Segmentation mask data:

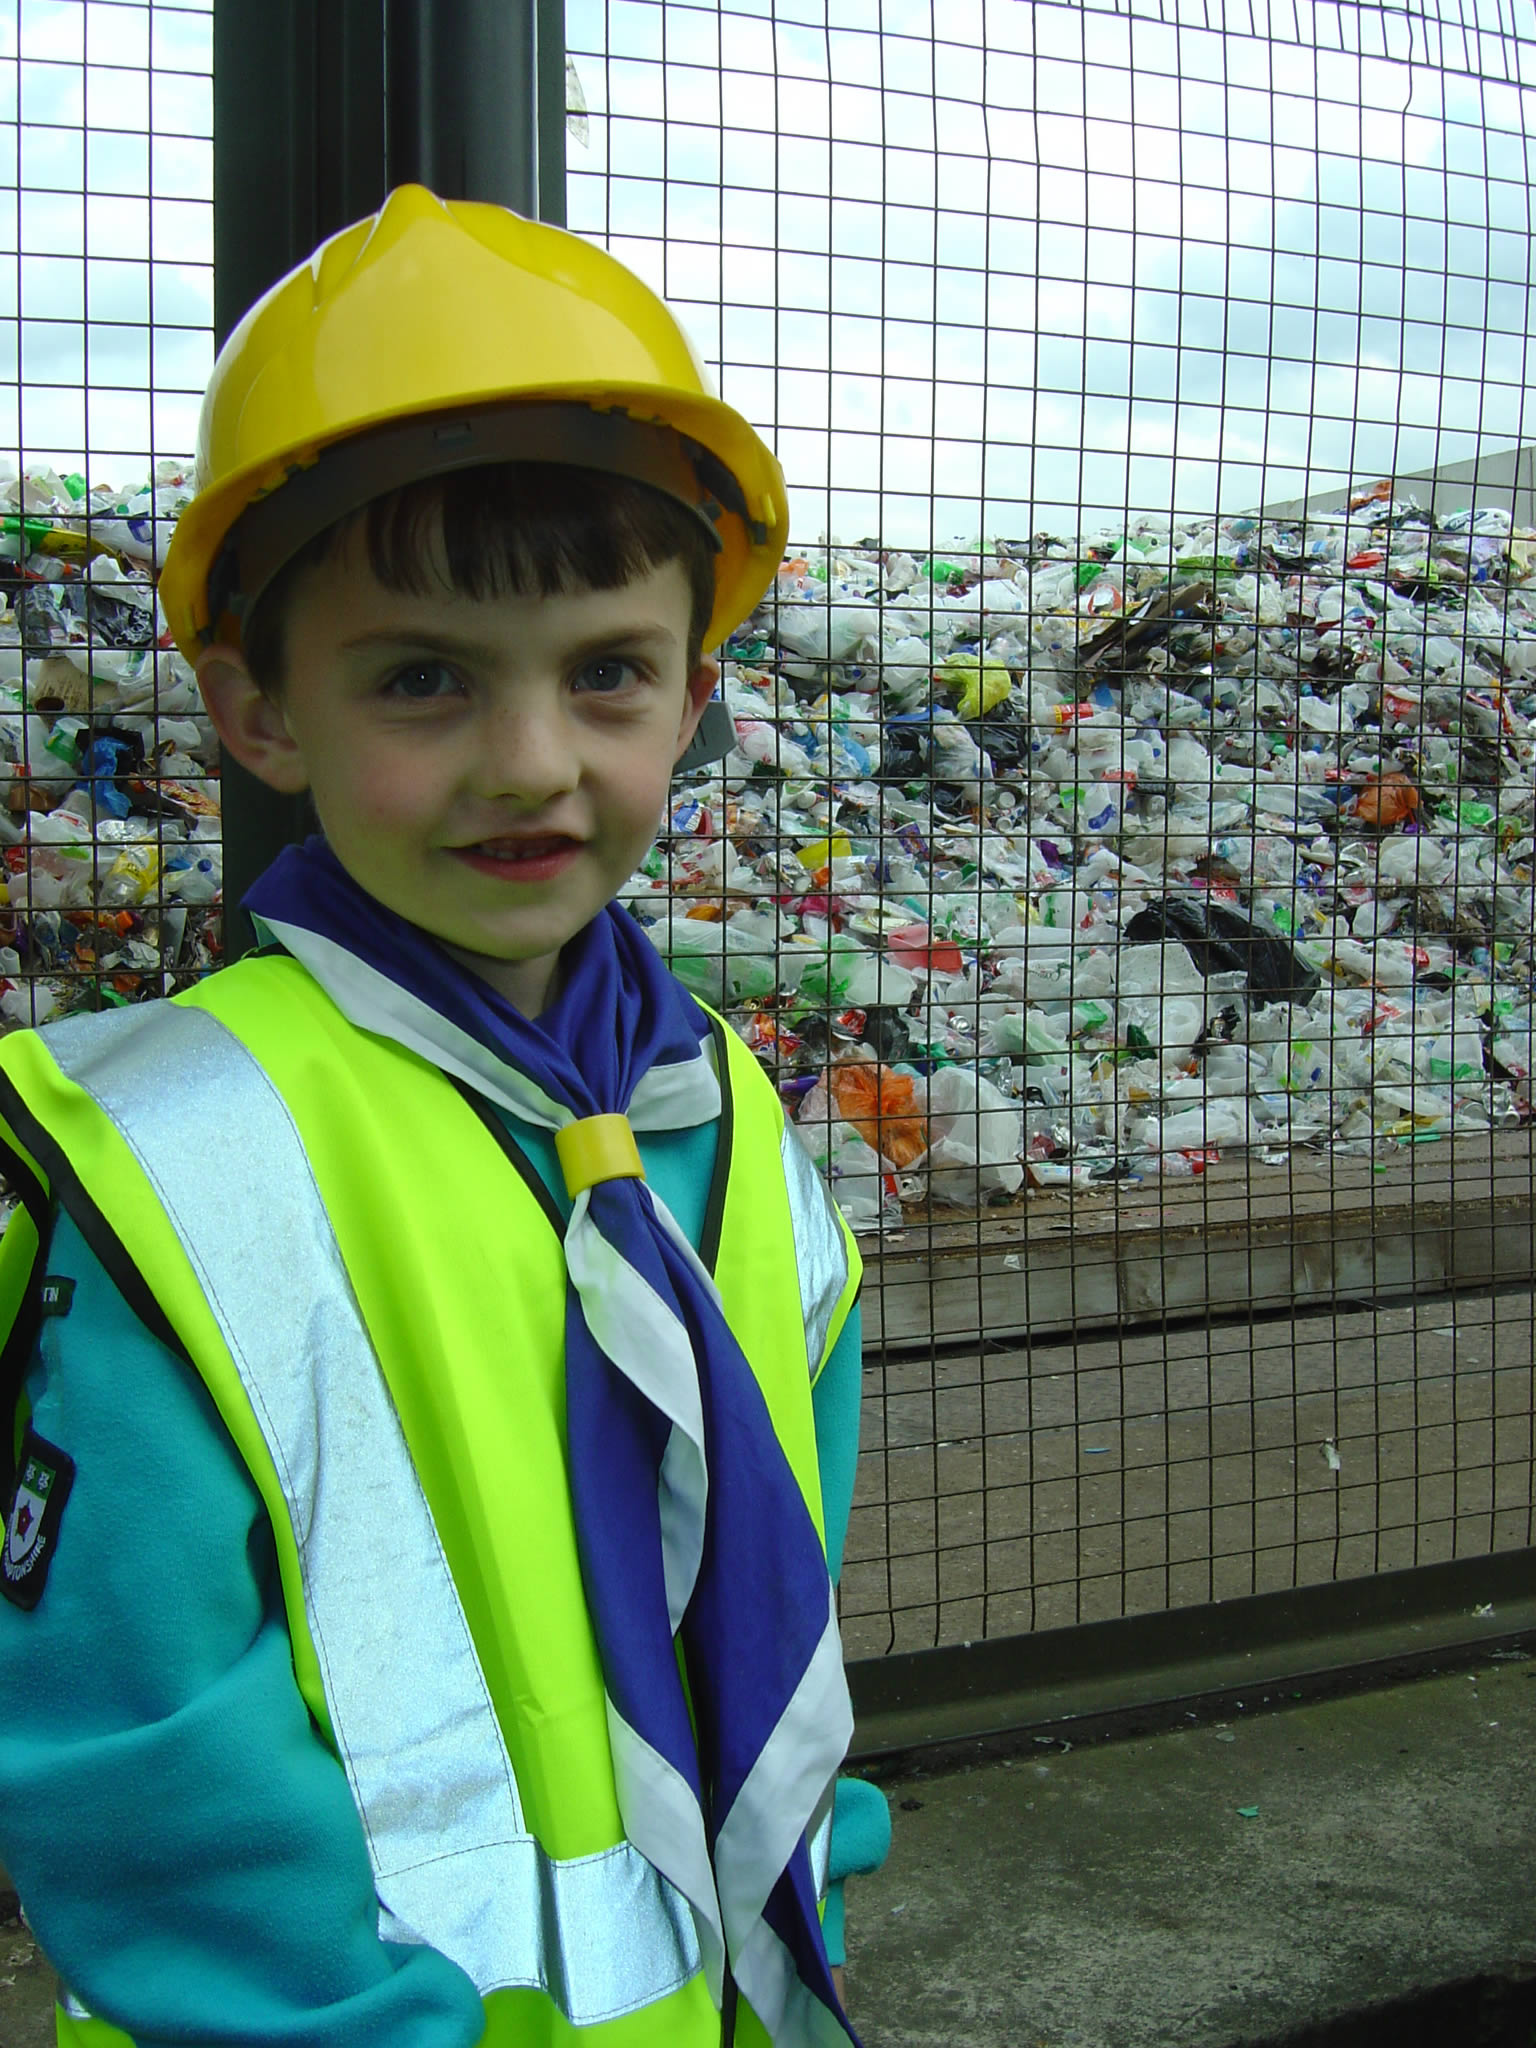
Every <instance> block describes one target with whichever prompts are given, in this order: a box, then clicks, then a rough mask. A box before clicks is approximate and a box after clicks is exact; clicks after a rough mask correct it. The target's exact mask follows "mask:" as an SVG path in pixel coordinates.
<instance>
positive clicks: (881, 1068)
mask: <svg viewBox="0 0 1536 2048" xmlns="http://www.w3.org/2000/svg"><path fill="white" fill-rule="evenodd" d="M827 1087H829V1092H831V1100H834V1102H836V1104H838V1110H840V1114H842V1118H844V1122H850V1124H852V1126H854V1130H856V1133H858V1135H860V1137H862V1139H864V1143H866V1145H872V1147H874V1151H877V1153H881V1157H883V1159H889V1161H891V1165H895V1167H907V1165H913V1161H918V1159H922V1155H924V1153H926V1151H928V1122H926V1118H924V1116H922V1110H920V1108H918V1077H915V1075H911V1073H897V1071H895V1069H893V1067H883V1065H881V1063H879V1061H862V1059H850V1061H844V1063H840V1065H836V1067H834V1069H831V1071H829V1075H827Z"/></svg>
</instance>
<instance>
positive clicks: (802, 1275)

• _TASK REQUIREMENTS_: Write out the whole listing above again word for word, but leave out the pictures.

• _WRITTEN RESPONSE_:
Every <instance> block describes one target with whichever prompts are given, in this order: a box, then clicks, then a rough mask. A box before clicks is approximate and a box after clicks is exact; clicks after a rough mask correct it. The target's exact mask follows "mask:" as an SVG path in pixel coordinates.
<instance>
positive clicks: (881, 1068)
mask: <svg viewBox="0 0 1536 2048" xmlns="http://www.w3.org/2000/svg"><path fill="white" fill-rule="evenodd" d="M827 1087H829V1092H831V1100H834V1102H836V1104H838V1110H840V1114H842V1118H844V1122H850V1124H852V1126H854V1130H856V1133H858V1135H860V1137H862V1139H864V1143H866V1145H872V1147H874V1151H877V1153H881V1157H883V1159H889V1161H891V1165H895V1167H907V1165H913V1161H918V1159H922V1155H924V1153H926V1151H928V1122H926V1118H924V1116H922V1110H920V1108H918V1077H915V1075H911V1073H897V1071H895V1069H893V1067H883V1065H881V1063H879V1061H862V1059H850V1061H844V1063H840V1065H836V1067H834V1069H831V1071H829V1075H827Z"/></svg>
</instance>
<instance>
positive clicks: (802, 1275)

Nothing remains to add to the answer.